Region pointing data
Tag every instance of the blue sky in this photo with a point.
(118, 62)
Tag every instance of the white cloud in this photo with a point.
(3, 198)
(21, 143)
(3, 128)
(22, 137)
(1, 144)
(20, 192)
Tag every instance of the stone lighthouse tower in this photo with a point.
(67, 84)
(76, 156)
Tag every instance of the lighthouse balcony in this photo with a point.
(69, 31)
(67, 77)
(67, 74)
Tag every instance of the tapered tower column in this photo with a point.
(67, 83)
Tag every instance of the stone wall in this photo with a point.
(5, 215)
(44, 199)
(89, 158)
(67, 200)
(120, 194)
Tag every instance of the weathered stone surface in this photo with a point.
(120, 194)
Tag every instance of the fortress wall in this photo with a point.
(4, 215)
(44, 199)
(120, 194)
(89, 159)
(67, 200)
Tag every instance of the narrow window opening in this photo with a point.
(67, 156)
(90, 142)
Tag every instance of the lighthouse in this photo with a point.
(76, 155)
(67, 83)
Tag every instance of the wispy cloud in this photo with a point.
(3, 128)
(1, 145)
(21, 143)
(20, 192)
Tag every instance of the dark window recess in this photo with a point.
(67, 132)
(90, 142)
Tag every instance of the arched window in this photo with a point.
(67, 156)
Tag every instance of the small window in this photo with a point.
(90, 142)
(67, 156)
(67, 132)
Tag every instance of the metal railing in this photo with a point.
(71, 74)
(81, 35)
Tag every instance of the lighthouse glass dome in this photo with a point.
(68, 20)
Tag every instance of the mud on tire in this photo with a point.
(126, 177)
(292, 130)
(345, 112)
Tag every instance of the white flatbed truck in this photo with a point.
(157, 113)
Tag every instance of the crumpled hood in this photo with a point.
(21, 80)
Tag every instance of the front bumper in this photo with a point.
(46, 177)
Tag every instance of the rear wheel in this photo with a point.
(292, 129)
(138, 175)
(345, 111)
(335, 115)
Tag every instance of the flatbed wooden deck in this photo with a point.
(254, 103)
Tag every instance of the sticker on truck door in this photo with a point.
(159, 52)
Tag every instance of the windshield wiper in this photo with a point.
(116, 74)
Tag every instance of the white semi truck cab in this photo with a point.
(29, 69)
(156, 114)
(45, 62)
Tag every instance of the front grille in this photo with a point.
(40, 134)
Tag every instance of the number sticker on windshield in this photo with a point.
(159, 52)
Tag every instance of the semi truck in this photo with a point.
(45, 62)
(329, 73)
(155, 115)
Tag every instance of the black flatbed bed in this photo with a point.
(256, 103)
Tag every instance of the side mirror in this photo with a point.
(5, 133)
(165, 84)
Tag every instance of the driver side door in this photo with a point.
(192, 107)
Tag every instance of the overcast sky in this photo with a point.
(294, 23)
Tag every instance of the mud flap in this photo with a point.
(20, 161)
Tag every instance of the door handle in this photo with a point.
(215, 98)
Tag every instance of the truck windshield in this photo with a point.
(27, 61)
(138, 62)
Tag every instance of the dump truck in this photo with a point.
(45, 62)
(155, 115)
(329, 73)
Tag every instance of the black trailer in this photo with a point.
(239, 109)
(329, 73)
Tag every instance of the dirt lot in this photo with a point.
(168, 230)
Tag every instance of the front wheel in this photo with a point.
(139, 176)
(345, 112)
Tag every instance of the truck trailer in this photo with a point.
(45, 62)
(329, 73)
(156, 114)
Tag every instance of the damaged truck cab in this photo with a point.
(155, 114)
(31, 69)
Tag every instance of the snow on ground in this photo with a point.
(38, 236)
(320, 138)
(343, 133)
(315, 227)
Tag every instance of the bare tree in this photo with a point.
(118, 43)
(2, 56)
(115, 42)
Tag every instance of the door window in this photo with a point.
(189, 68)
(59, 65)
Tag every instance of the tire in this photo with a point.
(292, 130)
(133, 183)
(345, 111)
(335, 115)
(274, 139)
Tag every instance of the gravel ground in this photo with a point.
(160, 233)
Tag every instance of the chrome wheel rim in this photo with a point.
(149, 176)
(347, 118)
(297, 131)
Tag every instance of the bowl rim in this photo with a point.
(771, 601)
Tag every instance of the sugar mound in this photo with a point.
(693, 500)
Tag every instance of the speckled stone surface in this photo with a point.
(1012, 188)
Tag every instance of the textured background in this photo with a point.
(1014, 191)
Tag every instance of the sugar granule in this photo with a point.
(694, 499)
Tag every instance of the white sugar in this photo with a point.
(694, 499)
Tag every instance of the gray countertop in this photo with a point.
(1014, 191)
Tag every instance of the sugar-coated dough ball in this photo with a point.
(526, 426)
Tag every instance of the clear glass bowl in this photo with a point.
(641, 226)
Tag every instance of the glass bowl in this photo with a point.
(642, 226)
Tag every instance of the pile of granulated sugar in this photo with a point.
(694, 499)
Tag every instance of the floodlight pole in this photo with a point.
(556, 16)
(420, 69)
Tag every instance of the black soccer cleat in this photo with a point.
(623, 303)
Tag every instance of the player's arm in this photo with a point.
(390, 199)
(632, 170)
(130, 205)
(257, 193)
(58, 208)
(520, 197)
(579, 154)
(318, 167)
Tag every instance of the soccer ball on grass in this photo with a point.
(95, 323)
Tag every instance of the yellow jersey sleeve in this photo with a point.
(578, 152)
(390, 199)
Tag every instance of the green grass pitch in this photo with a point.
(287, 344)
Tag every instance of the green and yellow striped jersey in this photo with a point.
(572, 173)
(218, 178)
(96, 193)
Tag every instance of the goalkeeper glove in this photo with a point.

Prompt
Beginning with the line that contains "Tag every instance of the clear", return every line through the end of the data above, exactly as written.

Answer to this exercise
Tag every instance of the clear glass bowl in this photo with a point.
(641, 226)
Tag every instance of the glass bowl in this photo with a point.
(642, 226)
Tag every instance of the pile of granulated sugar in this photo with a point.
(694, 499)
Tag every instance of the floodlight pole in this photo with a point.
(556, 16)
(420, 69)
Tag every instance of the black soccer cleat in this photo with a point.
(623, 303)
Tag every instance of the player's arm in this photo with a point.
(390, 199)
(632, 170)
(130, 205)
(257, 193)
(58, 208)
(520, 197)
(579, 154)
(318, 167)
Tag every instance of the soccer ball on grass in this photo with a point.
(95, 323)
Tag every instance of the yellow jersey sleeve in this photo with a point.
(578, 152)
(390, 199)
Tag every instance of the green grass pitch in this photo with a point.
(287, 344)
Tag every instance of the green and yellow striped jersey in this photo with a point.
(572, 173)
(218, 178)
(96, 193)
Tag every instance of the goalkeeper glove in this photo with a point.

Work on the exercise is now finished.